## Problems and tasks
1. Please condense the paragraph beginning "Theology is to do with seeking truth" from the passage on theology into a short bulleted list that keeps its main facts.
2. Reproduce part of the passage on theology, starting at the words "The Need for" and ending after "Age of Limits.", with "framework" changed to "structure".

## Text extract
###

The sun rises and the sun sets, and hurries back to where it rises.
The wind blows to the south and turns to the north;
round and round it goes, ever returning on its course.
All streams flow into the sea, yet the sea is never full. To the place the streams come from, there they return again.
The Need for Theology
For people of faith, theology should come before action. They need a framework in which to understand current events in the context of their relationship with God and their spiritual life. In this chapter we look at how theology can help everyone understand what is taking place, and how they should respond, as we move through the Age of Limits.
Theology is to do with seeking truth through God’s word (theos, God and logos, Word). It aims to find and understand truth based on a belief that God exists, is personal, can be known, and has revealed himself. Theology aims to find out what God is teaching us, how we are to understand the world in which we live, and what are its rules and standards. We then move toward God, both as individuals and as a society. An understanding of theological truth is reached through prayer, reading the Bible and in service to others. It should also incorporate a reconciliation between religious faith and scientific rationality, one of the central themes of this site.

###

## Extracted material
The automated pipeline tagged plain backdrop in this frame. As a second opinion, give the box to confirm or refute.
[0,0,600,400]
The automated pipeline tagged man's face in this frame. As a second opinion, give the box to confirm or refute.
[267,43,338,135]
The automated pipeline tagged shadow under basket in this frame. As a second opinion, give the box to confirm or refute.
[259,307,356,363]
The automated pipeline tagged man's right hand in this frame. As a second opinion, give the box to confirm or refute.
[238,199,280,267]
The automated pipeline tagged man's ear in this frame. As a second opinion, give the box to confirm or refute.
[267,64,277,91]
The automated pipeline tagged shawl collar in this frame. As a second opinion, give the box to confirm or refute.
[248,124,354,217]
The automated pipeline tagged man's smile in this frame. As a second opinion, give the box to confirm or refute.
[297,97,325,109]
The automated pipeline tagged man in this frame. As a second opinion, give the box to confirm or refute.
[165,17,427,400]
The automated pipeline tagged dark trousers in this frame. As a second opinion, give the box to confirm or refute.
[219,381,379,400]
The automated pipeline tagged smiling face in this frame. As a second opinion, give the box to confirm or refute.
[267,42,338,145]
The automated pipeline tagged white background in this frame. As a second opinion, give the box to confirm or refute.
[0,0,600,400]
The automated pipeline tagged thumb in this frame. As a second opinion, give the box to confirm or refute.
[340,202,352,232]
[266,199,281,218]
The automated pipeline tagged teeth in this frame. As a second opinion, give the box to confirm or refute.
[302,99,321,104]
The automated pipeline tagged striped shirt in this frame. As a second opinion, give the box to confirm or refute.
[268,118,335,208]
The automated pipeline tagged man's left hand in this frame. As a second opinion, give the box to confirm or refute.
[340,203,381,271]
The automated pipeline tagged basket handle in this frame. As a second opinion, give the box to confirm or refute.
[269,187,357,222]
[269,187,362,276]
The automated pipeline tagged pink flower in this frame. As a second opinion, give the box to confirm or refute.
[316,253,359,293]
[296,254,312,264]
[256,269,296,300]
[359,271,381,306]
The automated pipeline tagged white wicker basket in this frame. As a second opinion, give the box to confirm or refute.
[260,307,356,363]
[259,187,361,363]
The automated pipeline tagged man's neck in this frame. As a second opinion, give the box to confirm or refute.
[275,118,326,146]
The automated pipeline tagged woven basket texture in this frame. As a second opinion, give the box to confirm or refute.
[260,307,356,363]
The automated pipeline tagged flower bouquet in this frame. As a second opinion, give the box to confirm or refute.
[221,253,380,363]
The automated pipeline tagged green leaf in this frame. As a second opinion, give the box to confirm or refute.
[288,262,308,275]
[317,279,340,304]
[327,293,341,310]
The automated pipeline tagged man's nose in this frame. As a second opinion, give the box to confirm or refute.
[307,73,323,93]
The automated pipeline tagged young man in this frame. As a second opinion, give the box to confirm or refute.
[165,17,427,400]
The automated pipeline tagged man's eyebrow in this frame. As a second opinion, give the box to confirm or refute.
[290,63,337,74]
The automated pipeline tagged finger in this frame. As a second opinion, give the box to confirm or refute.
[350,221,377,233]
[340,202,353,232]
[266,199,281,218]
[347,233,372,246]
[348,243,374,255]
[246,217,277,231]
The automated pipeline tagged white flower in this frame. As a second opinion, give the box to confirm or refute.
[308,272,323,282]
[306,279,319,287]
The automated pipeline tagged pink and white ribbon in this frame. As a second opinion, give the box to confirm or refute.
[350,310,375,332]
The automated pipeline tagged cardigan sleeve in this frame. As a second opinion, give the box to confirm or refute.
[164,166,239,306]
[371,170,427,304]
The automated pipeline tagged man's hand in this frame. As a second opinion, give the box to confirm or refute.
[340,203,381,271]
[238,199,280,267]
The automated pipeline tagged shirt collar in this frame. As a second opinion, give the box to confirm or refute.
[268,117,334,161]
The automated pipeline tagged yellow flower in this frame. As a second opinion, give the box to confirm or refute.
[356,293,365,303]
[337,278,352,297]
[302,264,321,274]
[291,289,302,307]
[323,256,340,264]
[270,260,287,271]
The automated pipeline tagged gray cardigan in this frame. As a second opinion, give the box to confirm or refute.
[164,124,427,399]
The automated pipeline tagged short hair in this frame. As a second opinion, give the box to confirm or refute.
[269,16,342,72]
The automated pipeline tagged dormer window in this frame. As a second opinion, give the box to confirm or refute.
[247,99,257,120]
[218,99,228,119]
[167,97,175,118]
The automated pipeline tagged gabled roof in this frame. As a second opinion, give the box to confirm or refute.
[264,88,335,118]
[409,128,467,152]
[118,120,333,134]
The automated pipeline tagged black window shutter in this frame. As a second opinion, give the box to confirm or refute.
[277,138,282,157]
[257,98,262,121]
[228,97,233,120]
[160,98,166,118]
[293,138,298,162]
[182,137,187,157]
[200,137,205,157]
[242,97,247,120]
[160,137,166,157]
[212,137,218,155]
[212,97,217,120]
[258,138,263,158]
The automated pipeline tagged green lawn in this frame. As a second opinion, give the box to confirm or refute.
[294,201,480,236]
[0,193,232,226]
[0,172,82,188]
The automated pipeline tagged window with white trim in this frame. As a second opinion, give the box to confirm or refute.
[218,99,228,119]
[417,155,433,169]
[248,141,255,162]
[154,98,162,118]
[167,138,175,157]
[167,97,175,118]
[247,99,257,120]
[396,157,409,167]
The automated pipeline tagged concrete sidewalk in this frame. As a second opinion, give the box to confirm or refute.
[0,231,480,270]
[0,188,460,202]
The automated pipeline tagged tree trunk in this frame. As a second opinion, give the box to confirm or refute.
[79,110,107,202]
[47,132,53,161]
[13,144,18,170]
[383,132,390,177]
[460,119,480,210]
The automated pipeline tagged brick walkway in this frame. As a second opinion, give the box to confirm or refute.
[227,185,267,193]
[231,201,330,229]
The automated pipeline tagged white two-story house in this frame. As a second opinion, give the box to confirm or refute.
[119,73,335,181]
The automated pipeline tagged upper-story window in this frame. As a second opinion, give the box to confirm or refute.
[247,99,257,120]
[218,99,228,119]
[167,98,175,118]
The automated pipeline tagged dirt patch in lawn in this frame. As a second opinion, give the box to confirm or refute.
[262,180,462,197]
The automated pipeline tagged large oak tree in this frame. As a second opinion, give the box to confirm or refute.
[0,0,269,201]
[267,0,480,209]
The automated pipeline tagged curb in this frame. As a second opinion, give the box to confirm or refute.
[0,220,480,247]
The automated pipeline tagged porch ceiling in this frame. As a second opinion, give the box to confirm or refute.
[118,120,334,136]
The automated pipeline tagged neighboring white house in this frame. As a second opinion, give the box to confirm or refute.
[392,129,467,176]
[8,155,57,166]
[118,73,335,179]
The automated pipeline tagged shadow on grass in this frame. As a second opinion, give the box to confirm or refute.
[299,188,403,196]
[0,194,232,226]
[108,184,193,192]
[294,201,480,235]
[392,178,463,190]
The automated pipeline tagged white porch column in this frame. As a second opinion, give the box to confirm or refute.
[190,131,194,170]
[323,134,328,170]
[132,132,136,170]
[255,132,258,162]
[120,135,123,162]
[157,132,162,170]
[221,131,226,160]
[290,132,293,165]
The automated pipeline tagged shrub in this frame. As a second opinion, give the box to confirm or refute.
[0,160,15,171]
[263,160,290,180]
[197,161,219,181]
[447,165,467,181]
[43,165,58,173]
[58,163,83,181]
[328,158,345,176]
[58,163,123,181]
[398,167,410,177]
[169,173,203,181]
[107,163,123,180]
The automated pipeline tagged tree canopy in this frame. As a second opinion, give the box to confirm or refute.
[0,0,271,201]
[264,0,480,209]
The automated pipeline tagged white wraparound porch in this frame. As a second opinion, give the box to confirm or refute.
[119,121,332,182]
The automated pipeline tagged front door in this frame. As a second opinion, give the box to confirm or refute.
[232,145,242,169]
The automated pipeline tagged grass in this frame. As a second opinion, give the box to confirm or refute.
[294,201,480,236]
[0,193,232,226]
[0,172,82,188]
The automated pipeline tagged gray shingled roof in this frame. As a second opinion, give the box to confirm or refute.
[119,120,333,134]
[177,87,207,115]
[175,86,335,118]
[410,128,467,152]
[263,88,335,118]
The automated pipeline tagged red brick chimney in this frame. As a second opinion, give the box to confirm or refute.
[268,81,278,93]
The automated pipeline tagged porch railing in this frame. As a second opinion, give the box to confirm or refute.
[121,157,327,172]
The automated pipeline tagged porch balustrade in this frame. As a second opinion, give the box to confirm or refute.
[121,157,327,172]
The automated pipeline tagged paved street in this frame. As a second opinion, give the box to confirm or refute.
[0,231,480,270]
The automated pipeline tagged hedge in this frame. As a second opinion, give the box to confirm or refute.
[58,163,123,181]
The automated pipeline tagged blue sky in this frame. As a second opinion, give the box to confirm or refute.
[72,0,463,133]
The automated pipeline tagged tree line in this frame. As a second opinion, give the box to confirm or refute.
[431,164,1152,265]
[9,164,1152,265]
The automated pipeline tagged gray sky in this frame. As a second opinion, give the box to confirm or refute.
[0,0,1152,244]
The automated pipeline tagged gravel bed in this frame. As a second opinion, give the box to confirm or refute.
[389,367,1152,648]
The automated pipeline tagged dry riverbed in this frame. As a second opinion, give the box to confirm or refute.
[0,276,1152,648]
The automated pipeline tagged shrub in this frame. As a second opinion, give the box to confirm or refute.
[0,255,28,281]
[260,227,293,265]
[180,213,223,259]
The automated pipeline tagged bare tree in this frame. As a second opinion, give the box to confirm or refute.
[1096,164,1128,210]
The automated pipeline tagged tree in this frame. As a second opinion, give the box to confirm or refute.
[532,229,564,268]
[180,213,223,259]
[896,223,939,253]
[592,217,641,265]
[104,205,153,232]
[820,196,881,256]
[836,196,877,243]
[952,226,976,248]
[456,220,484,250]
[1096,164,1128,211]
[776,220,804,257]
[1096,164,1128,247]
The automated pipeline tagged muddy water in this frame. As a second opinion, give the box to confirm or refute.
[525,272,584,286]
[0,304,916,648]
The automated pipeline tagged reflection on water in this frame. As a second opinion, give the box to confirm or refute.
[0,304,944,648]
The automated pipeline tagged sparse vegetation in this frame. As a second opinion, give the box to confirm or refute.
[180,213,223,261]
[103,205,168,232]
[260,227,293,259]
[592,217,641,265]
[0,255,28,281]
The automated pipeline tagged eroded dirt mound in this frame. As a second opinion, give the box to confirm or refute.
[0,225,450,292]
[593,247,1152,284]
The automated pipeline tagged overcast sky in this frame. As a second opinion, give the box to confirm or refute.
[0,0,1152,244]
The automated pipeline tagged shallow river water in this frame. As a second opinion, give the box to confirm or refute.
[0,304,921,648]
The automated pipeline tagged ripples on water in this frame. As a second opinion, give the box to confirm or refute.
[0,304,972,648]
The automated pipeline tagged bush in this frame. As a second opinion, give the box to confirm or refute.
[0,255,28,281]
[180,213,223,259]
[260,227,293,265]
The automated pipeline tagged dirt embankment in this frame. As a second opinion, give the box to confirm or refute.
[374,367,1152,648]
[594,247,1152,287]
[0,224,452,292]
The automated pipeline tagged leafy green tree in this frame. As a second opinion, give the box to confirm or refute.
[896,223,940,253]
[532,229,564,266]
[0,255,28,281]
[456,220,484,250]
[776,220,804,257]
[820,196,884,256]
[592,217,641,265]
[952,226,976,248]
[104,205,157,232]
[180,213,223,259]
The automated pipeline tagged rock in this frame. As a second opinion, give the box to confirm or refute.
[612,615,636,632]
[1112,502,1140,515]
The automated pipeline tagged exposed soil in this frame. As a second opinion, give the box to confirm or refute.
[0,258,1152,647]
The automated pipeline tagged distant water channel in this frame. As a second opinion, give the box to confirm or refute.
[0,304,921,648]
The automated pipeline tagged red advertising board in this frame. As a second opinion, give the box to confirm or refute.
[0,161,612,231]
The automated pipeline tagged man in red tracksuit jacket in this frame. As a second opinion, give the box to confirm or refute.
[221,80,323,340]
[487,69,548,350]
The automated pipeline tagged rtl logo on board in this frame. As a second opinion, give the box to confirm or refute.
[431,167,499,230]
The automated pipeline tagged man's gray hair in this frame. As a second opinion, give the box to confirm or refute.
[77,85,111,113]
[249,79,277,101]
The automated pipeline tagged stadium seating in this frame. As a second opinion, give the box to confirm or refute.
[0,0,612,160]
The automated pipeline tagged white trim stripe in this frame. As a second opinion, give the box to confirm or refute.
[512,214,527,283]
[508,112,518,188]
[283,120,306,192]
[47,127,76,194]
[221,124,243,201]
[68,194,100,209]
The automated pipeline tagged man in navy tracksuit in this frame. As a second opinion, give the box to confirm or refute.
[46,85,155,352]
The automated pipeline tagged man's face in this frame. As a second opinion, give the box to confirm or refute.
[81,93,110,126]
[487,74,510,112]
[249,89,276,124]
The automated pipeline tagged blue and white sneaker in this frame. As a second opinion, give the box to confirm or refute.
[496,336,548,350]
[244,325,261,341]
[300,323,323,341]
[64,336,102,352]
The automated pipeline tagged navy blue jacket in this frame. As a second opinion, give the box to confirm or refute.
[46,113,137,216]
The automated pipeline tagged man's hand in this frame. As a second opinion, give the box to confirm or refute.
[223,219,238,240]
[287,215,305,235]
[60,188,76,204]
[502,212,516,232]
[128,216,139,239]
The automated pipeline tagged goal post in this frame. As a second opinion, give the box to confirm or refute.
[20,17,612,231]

###

## In response
1.
- Theology seeks truth through God's word (theos, God; logos, Word).
- It rests on the belief that God exists, is personal, can be known, and has revealed himself.
- It aims to learn what God teaches, how to understand the world, and what the world's rules and standards are, so that individuals and society move toward God.
- Theological truth is reached through prayer, Bible reading and service to others.
- It should also reconcile religious faith with scientific rationality, a central theme of this site.

2.
The Need for Theology
For people of faith, theology should come before action. They need a structure in which to understand current events in the context of their relationship with God and their spiritual life. In this chapter we look at how theology can help everyone understand what is taking place, and how they should respond, as we move through the Age of Limits.